> Quoted passage:
I think that ‘humanism’ is a useful word, though in many ways it is quite a nebulous word. The idea of attempting to engage with the world in a morally and ethically coherent way that is not reliant on theism, broadly writ, is something that interests me, and something that I support. But again, I’m at pains not to batter people over the head with this stuff.  

There’s a clergyman in the US who writes appreciatively about me and my music, and I think that’s great. I think it’s lovely. A little bit more pluralism and ecumenism in the world at large would be a good thing. I’m very comfortable hanging out with people who I don’t 100% agree with. And I think more people should get behind that.

And that clergyman isn’t the only one. There is a Catholic guy, a friar I think, who writes me private correspondence. He sends me long philosophical discourses which, when I have the free time to engage in philosophical debates, I will get into. There’s a lot of mutual respect in the room, I like to think. I find it very flattering that somebody wants to engage with anything that I put together in that kind of depth. It’s like, ‘Jesus Christ, dude, you’ve thought about this a lot!’

I absolutely agree about engaging with people who disagree with you. As it happens, we’ve published a few articles quite critical of Holland’s views on Christianity recently.  

The first thing to say is that I’m an abject fanboy for The Rest Is History, the podcast Holland and Dominic Sandbrook host. I think it’s phenomenal. I’ve been to see them live. I want to be their friend! They’re very good, and their approach to history is refreshingly dogma-free. History is something I care about a lot.  

I remember that there was a wonderful moment when I saw them live. Sandbrook commented that the business of being a historian is not a judgemental business. We shouldn’t judge the behaviour of people in the past and weigh them in a balance and try to find ways of feeling superior to them.  

That’s a misapprehension of what the study of history is supposed to be, in my opinion, and indeed in Sandbrook’s opinion, and it was quite comforting to hear somebody say that and see him get a standing ovation for it. That gave me a little bit of hope because the flipside is a kind of airbrushing, Maoist approach to history (and I know that’s a loaded description). That approach is bad news, both for our own historical record and culture and for the people who engage in that way with the world. I don’t think it’s very healthy.

> Set exercise A: According to the interview excerpt, who hosts the podcast The Rest Is History?
> Set exercise B: Carry on the interview excerpt about humanism and history from the point where it ends.

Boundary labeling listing
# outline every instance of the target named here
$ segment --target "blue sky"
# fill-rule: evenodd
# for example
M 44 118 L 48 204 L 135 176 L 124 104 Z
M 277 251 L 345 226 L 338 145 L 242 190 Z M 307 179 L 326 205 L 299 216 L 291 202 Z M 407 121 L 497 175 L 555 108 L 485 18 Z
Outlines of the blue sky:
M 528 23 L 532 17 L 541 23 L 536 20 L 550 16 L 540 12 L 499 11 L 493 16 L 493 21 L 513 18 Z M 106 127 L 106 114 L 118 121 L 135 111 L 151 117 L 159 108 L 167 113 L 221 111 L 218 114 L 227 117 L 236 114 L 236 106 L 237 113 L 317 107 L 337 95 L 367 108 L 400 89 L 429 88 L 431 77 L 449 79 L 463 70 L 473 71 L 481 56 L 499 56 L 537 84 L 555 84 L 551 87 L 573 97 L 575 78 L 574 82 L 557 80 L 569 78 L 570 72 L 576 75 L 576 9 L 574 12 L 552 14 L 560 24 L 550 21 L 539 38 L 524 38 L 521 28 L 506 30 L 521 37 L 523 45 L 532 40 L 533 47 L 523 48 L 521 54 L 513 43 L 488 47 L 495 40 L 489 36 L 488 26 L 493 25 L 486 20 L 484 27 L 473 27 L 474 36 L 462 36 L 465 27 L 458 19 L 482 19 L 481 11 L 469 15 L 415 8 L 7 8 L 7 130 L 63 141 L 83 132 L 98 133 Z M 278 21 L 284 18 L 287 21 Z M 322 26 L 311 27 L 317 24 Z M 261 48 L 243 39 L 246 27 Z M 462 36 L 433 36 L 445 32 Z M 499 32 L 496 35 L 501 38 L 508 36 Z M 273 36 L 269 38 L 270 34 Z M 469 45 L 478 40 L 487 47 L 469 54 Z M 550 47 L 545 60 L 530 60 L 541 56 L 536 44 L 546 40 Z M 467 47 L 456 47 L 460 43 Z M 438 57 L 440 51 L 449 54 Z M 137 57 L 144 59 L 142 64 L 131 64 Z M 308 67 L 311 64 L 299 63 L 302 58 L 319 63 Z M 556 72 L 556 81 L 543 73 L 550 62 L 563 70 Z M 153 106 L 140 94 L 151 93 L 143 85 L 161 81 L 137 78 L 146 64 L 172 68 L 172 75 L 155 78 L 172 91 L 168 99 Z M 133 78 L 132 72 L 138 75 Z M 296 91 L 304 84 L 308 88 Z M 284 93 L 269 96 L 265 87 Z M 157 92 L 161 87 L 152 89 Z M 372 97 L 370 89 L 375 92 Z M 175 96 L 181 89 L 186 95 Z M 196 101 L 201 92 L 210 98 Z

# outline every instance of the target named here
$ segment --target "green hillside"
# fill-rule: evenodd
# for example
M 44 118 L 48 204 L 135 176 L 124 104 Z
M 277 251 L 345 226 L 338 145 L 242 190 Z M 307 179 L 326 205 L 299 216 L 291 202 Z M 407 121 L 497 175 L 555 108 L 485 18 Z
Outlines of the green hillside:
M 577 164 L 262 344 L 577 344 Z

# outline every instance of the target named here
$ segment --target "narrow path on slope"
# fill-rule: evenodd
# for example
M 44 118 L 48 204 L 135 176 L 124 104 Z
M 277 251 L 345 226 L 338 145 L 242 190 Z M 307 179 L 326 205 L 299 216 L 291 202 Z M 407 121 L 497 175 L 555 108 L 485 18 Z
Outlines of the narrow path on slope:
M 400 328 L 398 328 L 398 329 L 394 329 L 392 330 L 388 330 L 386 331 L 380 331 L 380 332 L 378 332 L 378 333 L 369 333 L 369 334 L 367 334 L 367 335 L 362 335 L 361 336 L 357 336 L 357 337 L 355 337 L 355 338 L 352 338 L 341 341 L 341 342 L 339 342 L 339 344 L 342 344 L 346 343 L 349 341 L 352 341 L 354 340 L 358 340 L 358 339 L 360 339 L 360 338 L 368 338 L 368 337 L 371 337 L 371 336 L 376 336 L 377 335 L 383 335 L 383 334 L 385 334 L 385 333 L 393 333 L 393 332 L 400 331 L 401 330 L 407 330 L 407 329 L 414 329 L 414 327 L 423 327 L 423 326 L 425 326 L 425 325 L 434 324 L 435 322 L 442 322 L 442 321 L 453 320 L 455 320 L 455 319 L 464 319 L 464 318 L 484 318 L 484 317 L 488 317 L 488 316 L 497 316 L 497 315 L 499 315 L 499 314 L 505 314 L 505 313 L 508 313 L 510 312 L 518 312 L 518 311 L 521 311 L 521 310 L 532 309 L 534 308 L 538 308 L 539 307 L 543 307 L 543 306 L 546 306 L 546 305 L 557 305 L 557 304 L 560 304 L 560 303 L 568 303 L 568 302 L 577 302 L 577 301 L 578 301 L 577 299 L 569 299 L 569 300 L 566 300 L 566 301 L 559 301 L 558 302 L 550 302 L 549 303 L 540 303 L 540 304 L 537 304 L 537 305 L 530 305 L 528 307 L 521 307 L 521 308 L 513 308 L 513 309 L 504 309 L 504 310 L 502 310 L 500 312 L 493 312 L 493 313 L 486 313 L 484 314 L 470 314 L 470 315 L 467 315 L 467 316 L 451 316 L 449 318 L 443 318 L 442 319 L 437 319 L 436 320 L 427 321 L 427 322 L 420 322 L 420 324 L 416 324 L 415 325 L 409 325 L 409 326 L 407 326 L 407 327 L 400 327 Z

> Exercise answer A: Holland and Dominic Sandbrook.

> Exercise answer B:
Another pre-released song from ‘Undefeated’ is ‘Do One’, which is another ‘fuck you’ type of song, isn’t it?

I’m glad you put it that way because I think it is a ‘fuck you’ song. ‘Do One’ is the first song in the album, and the first line sets the tone: ‘Some people are just gonna hate you’. There’s a wonderful quote that I read a few years ago, which was very psychologically useful to me, which came from, of all people, Eleanor Roosevelt. She essentially said that it takes two people to be humiliated. Ultimately, to be hounded, cancelled, chained, or whatever word we want to use, you have to agree to play the game on some level. And there’s something really liberating about being able to say ‘fuck off, I’m not playing.’

In the grand scheme of things, it’s pretty unimportant, but I’ve had people come at me on various issues over the years. There have been times when it was fucking horrible, and deleterious to my mental health, and there have been times when it has felt really unfair and done in total bad faith.  

There have been times when I have felt that people were picking up on an ill-phrased thing that I said. I do think it’s important to take that on board sometimes, but more often than not it’s a bad-faith form of argument.  

It’s been something I’ve spent a lot of time wrestling with and being affected by. And, as I say, it’s been catastrophic for my mental health at various times. But there’s something liberating about just saying, ‘don’t care, not playing, will not engage’. In practical terms, I don’t reply on social media and I don’t read the comments.  

There were days when I would be losing my fucking mind because of a couple of tweets from someone. And my wife would just be like, ‘What are you doing? Stop caring about this one person.’ That’s the other thing about the human mind. You can scroll past a hundred people telling you you’re great, but one person calls you a bastard and three days of my life goes down the toilet thinking about it.  

So the point of ‘Do One’ is essentially that I’m not playing that game anymore. And it took me more time than I would like to admit to figure that out, as the song says. I don’t want to be one of those people who just feeds off the hatred. With a certain kind of mindset, the people coming at you just become flies bouncing off a windscreen. You sleep better once you reach that point.

I think I have learned how to pick my battles a bit. There are days when one wants to engage with the good-faith arguments. In my line of work, it’s easy for people to confuse bad faith cancel culture and legitimate criticism, and I try to steer the right way through that. I’m certainly not above being criticised in terms of my ethics and actions and music.

I’m actually really interested in good music criticism. There have been times in my life when I’ve read a critique of an album of mine and I think, ‘Yeah, that’s a fair point’. There’s value in that. Historically, you can look at some of Bob Dylan’s output as being part of a conversation with Greil Marcus. There are fewer and fewer music journalists who write music criticism at that level these days, which is a sadness, I think.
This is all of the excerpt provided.